* _To do_
Rewrite the records from their start through the line containing "[745, 389, 857, 564]", replacing "camouflage uniform jacket" with "camo jacket" and keeping everything else as it stands. Omit the pictures from your answer.

Rows from a dataset of box labels:
******************************

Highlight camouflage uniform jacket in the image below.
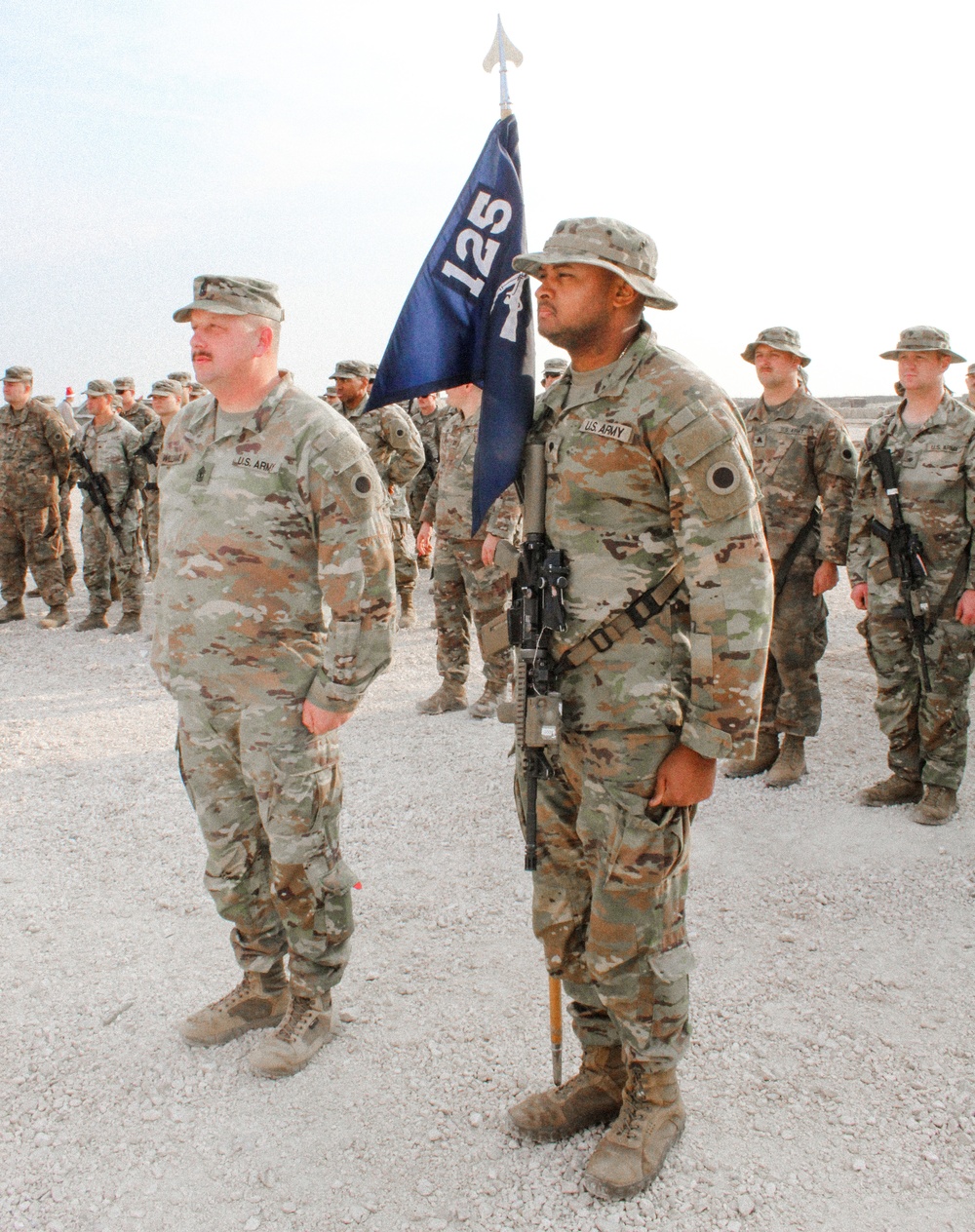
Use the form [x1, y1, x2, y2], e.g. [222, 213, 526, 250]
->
[847, 393, 975, 616]
[420, 409, 522, 542]
[345, 394, 424, 518]
[0, 401, 71, 510]
[532, 326, 771, 757]
[153, 374, 393, 713]
[75, 414, 146, 523]
[745, 389, 857, 564]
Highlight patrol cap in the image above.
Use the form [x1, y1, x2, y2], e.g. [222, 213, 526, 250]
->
[512, 218, 677, 308]
[741, 326, 812, 367]
[330, 360, 370, 381]
[149, 377, 182, 398]
[880, 326, 965, 364]
[173, 274, 285, 323]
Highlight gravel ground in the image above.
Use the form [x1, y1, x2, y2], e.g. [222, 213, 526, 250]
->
[0, 495, 975, 1232]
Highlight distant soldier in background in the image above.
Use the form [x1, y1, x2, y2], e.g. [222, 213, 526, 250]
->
[848, 326, 975, 826]
[416, 384, 522, 718]
[0, 366, 71, 629]
[724, 326, 857, 788]
[330, 360, 424, 629]
[407, 393, 445, 569]
[75, 381, 146, 634]
[541, 356, 568, 389]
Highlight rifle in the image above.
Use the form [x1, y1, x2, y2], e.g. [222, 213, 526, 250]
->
[71, 444, 131, 552]
[871, 448, 930, 692]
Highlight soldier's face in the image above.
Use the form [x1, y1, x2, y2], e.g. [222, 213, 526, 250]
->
[535, 261, 620, 350]
[4, 381, 31, 410]
[755, 342, 800, 387]
[335, 377, 369, 406]
[897, 351, 952, 393]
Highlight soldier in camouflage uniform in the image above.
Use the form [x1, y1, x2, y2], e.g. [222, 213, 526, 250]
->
[153, 276, 395, 1078]
[407, 393, 445, 569]
[416, 384, 522, 718]
[509, 218, 771, 1198]
[330, 360, 424, 629]
[75, 381, 146, 635]
[847, 326, 975, 826]
[724, 326, 857, 788]
[0, 366, 70, 629]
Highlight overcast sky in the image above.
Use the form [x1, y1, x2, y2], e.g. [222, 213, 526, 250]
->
[0, 0, 975, 394]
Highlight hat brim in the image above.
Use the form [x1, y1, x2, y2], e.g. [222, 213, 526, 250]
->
[512, 251, 677, 309]
[741, 341, 812, 368]
[173, 299, 250, 326]
[880, 346, 965, 364]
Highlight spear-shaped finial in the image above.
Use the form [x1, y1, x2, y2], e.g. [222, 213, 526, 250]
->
[485, 14, 524, 120]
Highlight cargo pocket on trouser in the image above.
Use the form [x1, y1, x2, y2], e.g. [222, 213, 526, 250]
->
[587, 781, 694, 1068]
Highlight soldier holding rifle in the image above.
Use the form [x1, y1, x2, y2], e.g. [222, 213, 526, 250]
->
[509, 218, 771, 1199]
[848, 326, 975, 826]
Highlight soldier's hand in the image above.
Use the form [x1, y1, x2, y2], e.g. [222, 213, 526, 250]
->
[649, 744, 718, 808]
[300, 699, 353, 736]
[812, 560, 839, 597]
[956, 590, 975, 626]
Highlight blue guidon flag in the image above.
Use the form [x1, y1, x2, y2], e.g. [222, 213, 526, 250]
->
[369, 116, 535, 535]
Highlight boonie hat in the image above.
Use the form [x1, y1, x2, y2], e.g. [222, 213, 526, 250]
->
[512, 218, 677, 308]
[880, 326, 965, 364]
[149, 377, 182, 398]
[173, 274, 285, 323]
[741, 326, 812, 367]
[330, 360, 370, 381]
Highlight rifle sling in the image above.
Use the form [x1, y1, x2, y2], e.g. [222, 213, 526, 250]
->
[775, 505, 820, 598]
[555, 561, 684, 676]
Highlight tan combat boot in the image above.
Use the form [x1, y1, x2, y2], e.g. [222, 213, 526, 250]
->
[248, 993, 332, 1078]
[508, 1045, 626, 1142]
[582, 1064, 685, 1201]
[178, 966, 289, 1049]
[0, 598, 26, 625]
[416, 680, 467, 714]
[765, 736, 806, 788]
[112, 612, 141, 634]
[723, 728, 779, 779]
[857, 774, 924, 808]
[467, 685, 504, 718]
[397, 590, 416, 629]
[914, 784, 957, 826]
[37, 603, 68, 629]
[75, 612, 108, 634]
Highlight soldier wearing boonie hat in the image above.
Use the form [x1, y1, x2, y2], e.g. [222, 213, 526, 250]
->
[509, 218, 771, 1199]
[153, 276, 393, 1078]
[724, 326, 857, 788]
[848, 326, 975, 826]
[330, 360, 425, 629]
[0, 364, 74, 629]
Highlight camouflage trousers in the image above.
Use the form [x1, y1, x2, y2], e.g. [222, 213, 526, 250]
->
[761, 557, 829, 736]
[141, 486, 159, 580]
[857, 615, 975, 790]
[515, 728, 694, 1069]
[389, 518, 418, 596]
[434, 540, 512, 689]
[81, 509, 143, 615]
[0, 505, 68, 607]
[177, 685, 355, 997]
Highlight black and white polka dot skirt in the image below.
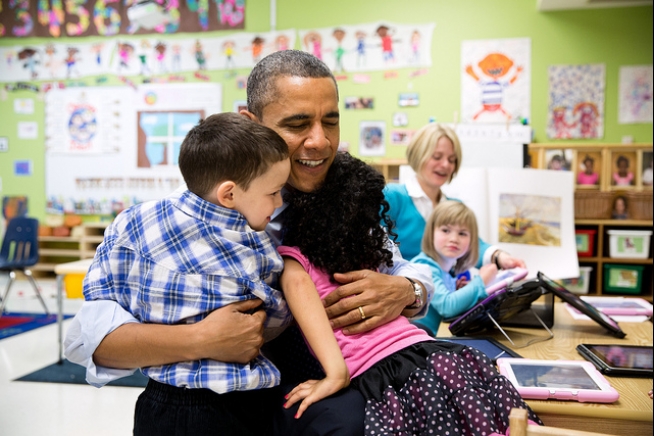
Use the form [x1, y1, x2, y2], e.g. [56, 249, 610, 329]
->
[352, 341, 542, 436]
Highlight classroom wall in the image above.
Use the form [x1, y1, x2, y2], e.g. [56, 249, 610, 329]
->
[0, 0, 653, 223]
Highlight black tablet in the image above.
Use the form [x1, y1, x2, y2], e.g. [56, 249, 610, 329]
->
[449, 280, 543, 335]
[538, 271, 627, 339]
[577, 344, 654, 378]
[434, 336, 522, 363]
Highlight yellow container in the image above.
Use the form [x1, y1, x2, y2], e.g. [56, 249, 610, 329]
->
[64, 274, 85, 298]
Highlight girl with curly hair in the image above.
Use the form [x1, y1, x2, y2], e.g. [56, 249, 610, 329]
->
[278, 154, 540, 435]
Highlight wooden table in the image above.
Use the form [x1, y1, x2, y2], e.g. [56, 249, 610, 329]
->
[437, 298, 652, 436]
[54, 259, 93, 363]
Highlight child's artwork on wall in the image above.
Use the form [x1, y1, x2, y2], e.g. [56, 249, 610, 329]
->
[461, 38, 531, 124]
[359, 121, 386, 156]
[545, 148, 574, 171]
[547, 64, 606, 139]
[442, 167, 579, 279]
[618, 65, 654, 124]
[45, 83, 222, 214]
[497, 194, 561, 247]
[298, 21, 434, 73]
[0, 0, 245, 38]
[0, 29, 295, 82]
[45, 87, 134, 155]
[343, 97, 375, 109]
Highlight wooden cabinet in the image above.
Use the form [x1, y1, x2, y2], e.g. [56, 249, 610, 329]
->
[31, 222, 109, 275]
[575, 219, 653, 301]
[528, 143, 653, 301]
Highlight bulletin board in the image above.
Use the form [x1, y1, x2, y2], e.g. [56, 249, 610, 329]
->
[45, 83, 222, 214]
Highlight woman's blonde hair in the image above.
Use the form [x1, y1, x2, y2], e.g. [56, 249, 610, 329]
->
[406, 123, 462, 182]
[422, 200, 479, 274]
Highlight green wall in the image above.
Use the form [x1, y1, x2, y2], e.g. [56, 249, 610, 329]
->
[0, 0, 653, 223]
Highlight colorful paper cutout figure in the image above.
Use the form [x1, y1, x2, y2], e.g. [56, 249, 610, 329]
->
[466, 53, 523, 120]
[18, 47, 40, 79]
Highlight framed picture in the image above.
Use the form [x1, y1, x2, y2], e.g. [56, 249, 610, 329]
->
[640, 151, 653, 189]
[609, 149, 638, 189]
[543, 148, 574, 171]
[575, 150, 602, 189]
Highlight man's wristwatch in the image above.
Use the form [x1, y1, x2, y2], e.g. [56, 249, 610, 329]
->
[405, 277, 422, 309]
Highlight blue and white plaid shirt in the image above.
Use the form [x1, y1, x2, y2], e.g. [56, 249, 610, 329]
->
[84, 190, 291, 393]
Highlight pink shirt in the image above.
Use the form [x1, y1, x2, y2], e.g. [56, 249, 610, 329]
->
[577, 172, 599, 185]
[613, 171, 634, 186]
[277, 246, 434, 378]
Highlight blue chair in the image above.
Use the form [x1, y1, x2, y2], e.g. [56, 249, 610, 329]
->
[0, 217, 50, 317]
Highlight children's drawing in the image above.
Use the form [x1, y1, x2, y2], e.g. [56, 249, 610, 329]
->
[332, 28, 345, 73]
[547, 64, 605, 139]
[298, 21, 434, 73]
[498, 194, 561, 247]
[18, 47, 41, 79]
[154, 41, 168, 73]
[116, 42, 134, 73]
[461, 38, 531, 123]
[618, 65, 654, 124]
[66, 47, 80, 79]
[302, 32, 322, 60]
[410, 30, 421, 64]
[193, 39, 207, 70]
[375, 24, 402, 64]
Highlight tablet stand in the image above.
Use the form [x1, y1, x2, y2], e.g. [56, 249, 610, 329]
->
[501, 289, 554, 328]
[486, 308, 554, 348]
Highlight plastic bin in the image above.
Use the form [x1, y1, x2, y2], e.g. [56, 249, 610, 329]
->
[607, 230, 652, 259]
[604, 263, 645, 294]
[64, 274, 85, 298]
[575, 229, 597, 257]
[561, 266, 593, 294]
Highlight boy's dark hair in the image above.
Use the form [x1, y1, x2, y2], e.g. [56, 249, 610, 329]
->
[179, 112, 288, 197]
[247, 50, 338, 120]
[283, 153, 395, 275]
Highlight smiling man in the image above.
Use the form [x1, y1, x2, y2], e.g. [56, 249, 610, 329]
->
[66, 50, 433, 436]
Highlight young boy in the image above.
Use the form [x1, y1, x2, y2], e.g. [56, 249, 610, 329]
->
[84, 113, 291, 434]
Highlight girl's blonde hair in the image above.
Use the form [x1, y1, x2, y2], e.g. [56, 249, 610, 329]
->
[422, 200, 479, 274]
[406, 123, 462, 182]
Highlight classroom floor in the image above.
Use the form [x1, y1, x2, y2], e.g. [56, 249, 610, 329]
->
[0, 275, 143, 436]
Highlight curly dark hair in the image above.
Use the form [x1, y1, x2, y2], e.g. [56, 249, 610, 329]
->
[283, 153, 396, 276]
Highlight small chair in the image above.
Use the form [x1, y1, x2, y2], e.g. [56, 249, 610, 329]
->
[509, 407, 611, 436]
[0, 217, 50, 317]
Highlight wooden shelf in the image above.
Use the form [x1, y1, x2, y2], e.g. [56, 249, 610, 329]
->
[32, 223, 109, 276]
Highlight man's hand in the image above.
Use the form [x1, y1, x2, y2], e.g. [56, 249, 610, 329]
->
[323, 270, 415, 335]
[194, 299, 266, 363]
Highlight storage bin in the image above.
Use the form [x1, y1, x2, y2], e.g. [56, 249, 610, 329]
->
[575, 229, 597, 257]
[604, 263, 645, 294]
[607, 229, 652, 259]
[575, 191, 613, 219]
[64, 274, 85, 298]
[561, 266, 593, 294]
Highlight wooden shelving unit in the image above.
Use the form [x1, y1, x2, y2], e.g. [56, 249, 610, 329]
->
[31, 223, 109, 276]
[528, 143, 654, 301]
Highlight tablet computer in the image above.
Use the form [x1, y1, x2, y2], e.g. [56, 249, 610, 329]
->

******************************

* _Final result_
Highlight camo jacket in the image below.
Use the form [x1, y1, x2, y2], e.g. [222, 213, 526, 250]
->
[847, 393, 975, 616]
[420, 409, 522, 542]
[345, 394, 424, 518]
[0, 401, 71, 510]
[532, 326, 771, 757]
[153, 374, 393, 713]
[75, 414, 146, 523]
[745, 389, 857, 564]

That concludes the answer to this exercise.